TEXTBLOCK:
□ □ □ □ □

Während es mich innerlich zerreißt vor lachen, starre ich angestrengt aus dem Fenster und rede mir ein, dass das nur Zufall ist und keine höhere Macht (Hallo, Equus), die mich an so einem wichtigen Tag umhauen will :D.
ANgekommen im Barockgarten und niemand ist da, nichtmal die Einlasskontrolle. Gut, also runter zu den Toiletten, Umkleiden haben wir ja nicht, das Behindertenklo geentert und gehofft, dass es niemand braucht, während ich mich umziehe.
Wieder draußen treffe ich auf meinen Mentor, der die Führung begleitet. WÄhrend wir noch ein paar organisatorische Dinge durchgehen, fällt ihm auf, wie durstig er ist und dass er kein Geld mithat. Ich ziehe ihm also ein Wasser aus dem Automaten: 2, 50€! :D Die rechtfertigen die hohen Preise echt nur damit, wie toll der barocke Garten aussieht und wegen des Flairs, dass er mit sich bringt. Da wir beide keine Uhr haben, spreche ich einen Vorbeilaufenden an und er sagt uns, dass wir noch eine Viertelstunde haben, eh die Führung beginnt.
Ich renne also hoch und versuche noch, Flyer zu verteilen, während mein Mentor das Unmögliche versucht, sich nämlich in der kurzen Zeit umzuziehen.
Trotz Kostüm und Anmeldung werde ich sehr kritisch von der zweiten Einlasskontrolle beäugt, bis ich endlich in den Garten darf. Gähnende Leere, drei Menschen sitzen auf einer Bank, sonst niemand. Ich stehe hilflos da mit meinem Packen Flyern und sehe verloren aus. Keine Spur von meiner Oma und ihren zwei Freundinnen. Und auch sonst nichts zu sehen von den zwei Anderen, die bei uns mitspielen.
Die nächsten 20 Minuten verbringe ich damit, einzelnen Personen einen Flyer aufzuquatschen, die so schauten, als würden sie am liebsten gar nicht mit mehr reden wollen. Endlich taucht meine Oma mit Anhang auf, etwas gestresst, weil sie lange in einem Stau standen. Kurz unterhalten und dann kam Mentorchen in voller Montur durch den Eingang. Gut, irgendwie fangen wir jetzt wohl an. Da ich nicht damit gerechnet hab, kaum Flyer loszuwerden, weiß ich nicht, wohin mit dem Bündel, denn mein Kostüm hat keine Taschen. Oma springt ein und steckt sie in ihre Handtasche, ich gehe rüber zum Mentor und höhre zu, wie er die anderen beiden anruft. Aus dem Augenwinkel sehe ich, wie meine Oma vorbeilaufenden Teenagern die Flyer aufdrückt :D <3.
"Die standen im Stau und kommen gleich, sind grad auf den Parkplatz gefahren. Ich fang jetzt einfach an."

□ □ □ □ □

DEINE AUFGABEN:
A. Stimmen die folgenden Aussagen mit dem Textblock überein? Beantworte jede mit Ja oder Nein und zitiere die entscheidenden Worte wörtlich.
(i) Die Oma kam gestresst an, weil sie lange im Stau gestanden hatte.
(ii) Die erzählende Person zog sich in einer Umkleide um.
(iii) Das Kostüm der erzählenden Person hat Taschen.
B. In welchen Sätzen des Textblocks kommt das Zeichen „:D“ vor? Gib jeden dieser Sätze vollständig wieder.

Auszüge aus dem Pointing-Datensatz:
□ □ □ □ □

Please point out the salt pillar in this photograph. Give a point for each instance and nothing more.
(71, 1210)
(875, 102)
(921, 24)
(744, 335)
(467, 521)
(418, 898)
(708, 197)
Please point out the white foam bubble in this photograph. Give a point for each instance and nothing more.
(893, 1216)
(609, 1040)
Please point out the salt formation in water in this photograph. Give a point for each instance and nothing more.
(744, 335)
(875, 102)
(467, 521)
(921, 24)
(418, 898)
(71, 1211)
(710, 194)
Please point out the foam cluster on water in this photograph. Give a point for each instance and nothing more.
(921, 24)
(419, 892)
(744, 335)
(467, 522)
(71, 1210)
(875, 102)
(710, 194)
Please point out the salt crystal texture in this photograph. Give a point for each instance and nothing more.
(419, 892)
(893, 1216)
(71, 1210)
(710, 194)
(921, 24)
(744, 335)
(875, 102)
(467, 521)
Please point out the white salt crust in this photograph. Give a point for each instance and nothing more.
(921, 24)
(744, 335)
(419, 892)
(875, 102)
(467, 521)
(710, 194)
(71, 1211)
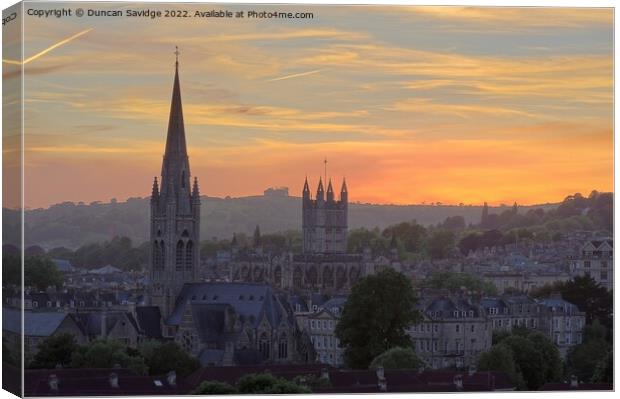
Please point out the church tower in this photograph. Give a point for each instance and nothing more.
(175, 215)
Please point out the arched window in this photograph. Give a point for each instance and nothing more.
(189, 255)
(179, 256)
(263, 346)
(283, 347)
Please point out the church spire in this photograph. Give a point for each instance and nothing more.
(175, 173)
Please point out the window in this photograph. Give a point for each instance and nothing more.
(179, 255)
(283, 348)
(189, 255)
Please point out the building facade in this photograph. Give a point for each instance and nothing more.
(175, 215)
(596, 259)
(453, 332)
(324, 220)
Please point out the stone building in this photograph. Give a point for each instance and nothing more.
(321, 325)
(560, 321)
(596, 259)
(324, 220)
(453, 333)
(175, 215)
(236, 323)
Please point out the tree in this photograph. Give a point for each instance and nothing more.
(528, 360)
(584, 359)
(266, 383)
(106, 354)
(584, 292)
(500, 358)
(397, 358)
(214, 388)
(375, 316)
(11, 269)
(55, 350)
(40, 272)
(163, 357)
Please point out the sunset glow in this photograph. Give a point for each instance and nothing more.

□ □ □ □ □

LÖSUNGEN:
A.
(i) Ja: „etwas gestresst, weil sie lange in einem Stau standen“
(ii) Nein: „Umkleiden haben wir ja nicht, das Behindertenklo geentert“
(iii) Nein: „denn mein Kostüm hat keine Taschen“

B.
- „Während es mich innerlich zerreißt vor lachen, starre ich angestrengt aus dem Fenster und rede mir ein, dass das nur Zufall ist und keine höhere Macht (Hallo, Equus), die mich an so einem wichtigen Tag umhauen will :D.“
- „Ich ziehe ihm also ein Wasser aus dem Automaten: 2, 50€! :D“
- „Aus dem Augenwinkel sehe ich, wie meine Oma vorbeilaufenden Teenagern die Flyer aufdrückt :D <3.“